| Required task |
Report how many of the lines below contain the string "scrub". Give only the number.

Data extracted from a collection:

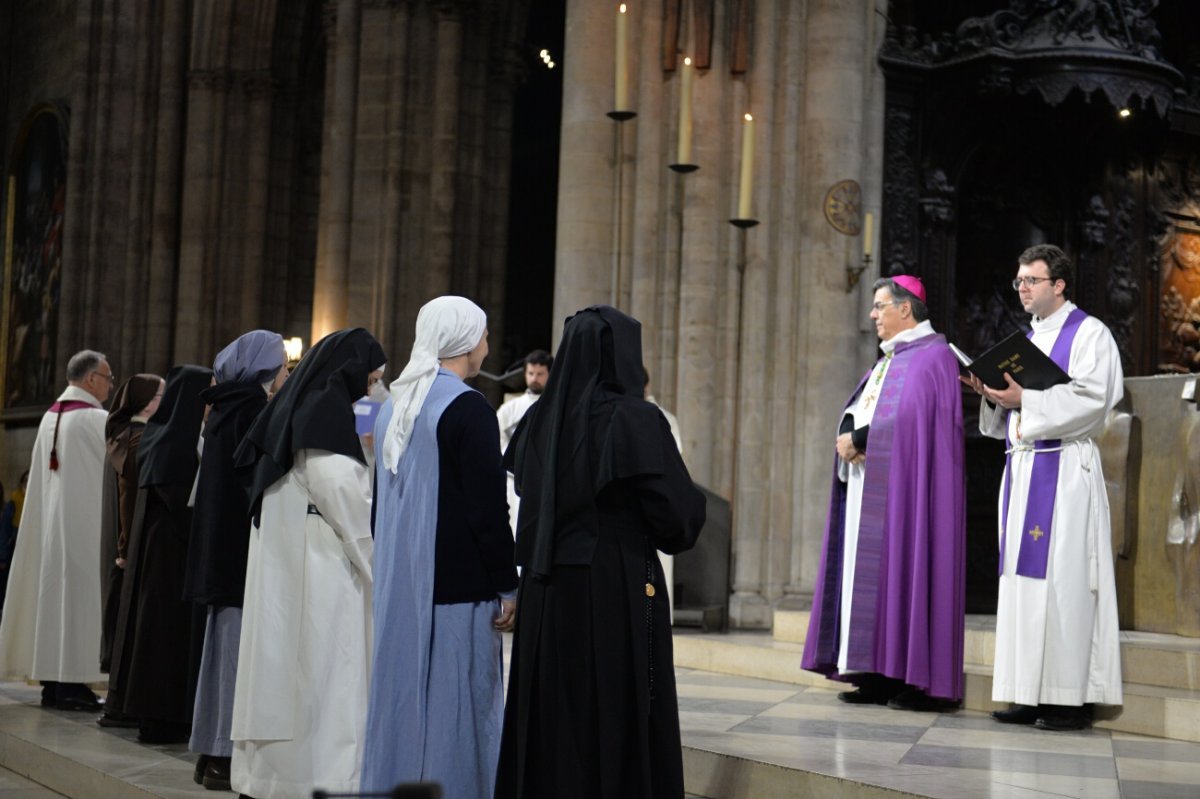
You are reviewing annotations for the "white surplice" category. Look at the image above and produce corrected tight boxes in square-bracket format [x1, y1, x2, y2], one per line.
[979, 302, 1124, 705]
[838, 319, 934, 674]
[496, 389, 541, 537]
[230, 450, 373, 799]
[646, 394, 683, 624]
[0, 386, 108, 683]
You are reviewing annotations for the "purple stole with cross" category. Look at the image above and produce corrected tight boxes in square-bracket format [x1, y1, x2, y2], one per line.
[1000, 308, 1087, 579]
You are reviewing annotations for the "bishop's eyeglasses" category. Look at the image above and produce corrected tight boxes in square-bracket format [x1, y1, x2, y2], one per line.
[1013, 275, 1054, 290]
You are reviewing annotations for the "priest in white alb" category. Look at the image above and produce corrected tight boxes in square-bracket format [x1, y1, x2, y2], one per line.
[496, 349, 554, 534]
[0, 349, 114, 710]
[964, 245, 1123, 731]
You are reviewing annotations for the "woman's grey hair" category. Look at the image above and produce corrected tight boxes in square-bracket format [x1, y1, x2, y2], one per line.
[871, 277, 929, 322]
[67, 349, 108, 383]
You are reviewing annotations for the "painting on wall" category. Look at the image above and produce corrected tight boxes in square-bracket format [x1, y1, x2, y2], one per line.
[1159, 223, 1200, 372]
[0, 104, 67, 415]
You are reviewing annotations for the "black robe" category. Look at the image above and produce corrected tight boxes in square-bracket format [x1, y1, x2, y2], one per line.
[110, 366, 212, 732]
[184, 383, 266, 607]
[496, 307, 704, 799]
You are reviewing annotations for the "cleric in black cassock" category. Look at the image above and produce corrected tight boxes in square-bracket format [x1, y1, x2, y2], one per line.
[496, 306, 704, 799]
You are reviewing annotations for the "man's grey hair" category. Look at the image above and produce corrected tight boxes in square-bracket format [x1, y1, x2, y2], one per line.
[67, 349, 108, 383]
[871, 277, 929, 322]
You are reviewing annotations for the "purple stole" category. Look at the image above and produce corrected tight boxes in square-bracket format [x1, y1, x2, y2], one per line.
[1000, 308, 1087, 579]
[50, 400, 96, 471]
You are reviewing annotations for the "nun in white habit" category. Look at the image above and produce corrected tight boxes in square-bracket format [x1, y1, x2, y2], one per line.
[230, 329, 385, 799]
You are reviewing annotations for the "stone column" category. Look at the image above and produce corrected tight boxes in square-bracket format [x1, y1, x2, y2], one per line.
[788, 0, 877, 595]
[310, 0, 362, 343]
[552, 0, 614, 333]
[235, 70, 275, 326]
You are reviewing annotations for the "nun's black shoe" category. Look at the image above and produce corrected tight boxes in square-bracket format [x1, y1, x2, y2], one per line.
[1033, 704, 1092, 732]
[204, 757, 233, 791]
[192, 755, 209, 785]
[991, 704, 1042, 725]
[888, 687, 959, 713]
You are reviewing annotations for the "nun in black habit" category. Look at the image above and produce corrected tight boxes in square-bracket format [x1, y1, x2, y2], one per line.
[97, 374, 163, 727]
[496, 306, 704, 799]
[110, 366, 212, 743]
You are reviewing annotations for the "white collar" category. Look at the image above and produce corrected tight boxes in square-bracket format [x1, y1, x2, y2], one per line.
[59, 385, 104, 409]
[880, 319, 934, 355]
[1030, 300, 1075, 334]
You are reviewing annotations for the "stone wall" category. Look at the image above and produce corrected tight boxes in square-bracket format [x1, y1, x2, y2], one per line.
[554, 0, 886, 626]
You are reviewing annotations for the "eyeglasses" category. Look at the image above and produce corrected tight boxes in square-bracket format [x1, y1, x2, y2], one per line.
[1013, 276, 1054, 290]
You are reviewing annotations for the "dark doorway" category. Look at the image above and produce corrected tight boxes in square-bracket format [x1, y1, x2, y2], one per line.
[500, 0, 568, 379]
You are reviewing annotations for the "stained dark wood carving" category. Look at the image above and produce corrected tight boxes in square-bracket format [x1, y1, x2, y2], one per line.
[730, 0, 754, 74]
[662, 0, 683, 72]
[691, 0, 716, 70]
---
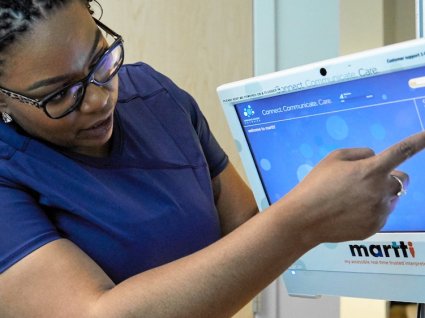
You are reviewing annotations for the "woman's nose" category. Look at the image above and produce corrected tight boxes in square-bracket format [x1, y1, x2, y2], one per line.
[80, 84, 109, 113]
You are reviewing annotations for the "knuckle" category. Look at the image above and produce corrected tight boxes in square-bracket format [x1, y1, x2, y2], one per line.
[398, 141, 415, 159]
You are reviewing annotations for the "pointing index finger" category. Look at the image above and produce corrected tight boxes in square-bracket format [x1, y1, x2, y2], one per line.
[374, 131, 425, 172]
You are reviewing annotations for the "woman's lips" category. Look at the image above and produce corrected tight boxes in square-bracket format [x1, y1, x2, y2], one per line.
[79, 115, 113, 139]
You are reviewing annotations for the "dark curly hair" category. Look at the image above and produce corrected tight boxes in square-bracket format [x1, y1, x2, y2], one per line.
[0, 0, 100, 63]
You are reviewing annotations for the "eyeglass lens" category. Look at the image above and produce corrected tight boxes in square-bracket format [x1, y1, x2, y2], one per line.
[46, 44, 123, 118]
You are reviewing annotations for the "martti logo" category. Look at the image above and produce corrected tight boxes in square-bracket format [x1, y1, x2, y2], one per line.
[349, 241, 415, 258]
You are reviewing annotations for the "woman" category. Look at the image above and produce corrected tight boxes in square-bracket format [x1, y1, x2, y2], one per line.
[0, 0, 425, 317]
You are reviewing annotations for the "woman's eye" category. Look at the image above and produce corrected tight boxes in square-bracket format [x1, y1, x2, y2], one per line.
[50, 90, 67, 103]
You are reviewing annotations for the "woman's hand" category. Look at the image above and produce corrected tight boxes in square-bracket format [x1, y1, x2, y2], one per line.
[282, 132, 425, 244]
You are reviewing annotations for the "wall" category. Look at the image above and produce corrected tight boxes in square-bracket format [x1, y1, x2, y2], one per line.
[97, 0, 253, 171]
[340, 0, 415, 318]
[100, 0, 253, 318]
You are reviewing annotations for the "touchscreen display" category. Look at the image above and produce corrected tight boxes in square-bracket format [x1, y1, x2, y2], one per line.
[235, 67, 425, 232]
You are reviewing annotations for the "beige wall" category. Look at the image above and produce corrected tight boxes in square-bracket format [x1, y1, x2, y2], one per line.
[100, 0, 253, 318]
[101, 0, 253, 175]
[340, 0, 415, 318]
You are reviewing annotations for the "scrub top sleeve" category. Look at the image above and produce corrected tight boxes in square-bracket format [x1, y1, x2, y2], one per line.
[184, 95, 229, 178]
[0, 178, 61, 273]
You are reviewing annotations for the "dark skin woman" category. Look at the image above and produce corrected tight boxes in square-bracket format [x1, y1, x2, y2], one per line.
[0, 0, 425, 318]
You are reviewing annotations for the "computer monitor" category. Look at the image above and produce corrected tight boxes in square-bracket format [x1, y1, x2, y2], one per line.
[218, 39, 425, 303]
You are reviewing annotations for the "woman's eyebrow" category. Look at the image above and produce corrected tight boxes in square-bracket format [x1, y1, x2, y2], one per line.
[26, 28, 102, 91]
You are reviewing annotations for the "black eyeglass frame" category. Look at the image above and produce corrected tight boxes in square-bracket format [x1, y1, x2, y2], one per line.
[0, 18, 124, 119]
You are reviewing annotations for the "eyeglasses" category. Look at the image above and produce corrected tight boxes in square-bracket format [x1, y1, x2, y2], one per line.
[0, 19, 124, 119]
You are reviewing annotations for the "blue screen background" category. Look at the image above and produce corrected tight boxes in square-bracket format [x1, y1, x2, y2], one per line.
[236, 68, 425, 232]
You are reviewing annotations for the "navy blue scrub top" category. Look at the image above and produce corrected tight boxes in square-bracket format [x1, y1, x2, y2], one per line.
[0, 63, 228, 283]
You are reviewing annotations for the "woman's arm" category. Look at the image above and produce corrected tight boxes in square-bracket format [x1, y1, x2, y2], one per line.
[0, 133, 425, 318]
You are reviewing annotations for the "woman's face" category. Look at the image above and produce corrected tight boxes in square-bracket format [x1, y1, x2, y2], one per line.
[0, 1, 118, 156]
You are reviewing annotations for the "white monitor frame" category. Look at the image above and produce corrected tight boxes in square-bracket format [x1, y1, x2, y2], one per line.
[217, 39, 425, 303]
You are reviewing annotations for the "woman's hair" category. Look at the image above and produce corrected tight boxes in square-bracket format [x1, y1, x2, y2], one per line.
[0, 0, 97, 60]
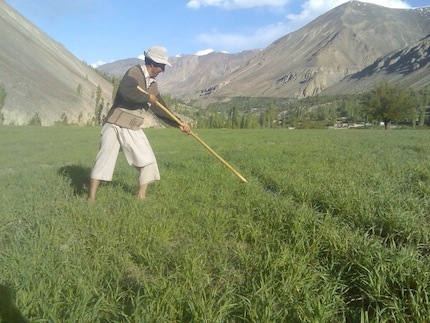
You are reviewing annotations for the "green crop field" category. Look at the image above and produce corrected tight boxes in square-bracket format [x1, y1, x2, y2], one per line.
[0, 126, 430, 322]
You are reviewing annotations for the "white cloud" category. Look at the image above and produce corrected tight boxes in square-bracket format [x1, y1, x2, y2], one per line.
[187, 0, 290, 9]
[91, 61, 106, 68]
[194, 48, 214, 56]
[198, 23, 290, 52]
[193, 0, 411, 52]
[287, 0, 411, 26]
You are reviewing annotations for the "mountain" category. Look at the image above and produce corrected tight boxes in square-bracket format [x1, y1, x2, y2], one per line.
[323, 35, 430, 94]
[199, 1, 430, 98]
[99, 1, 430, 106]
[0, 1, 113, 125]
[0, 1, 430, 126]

| Expected output |
2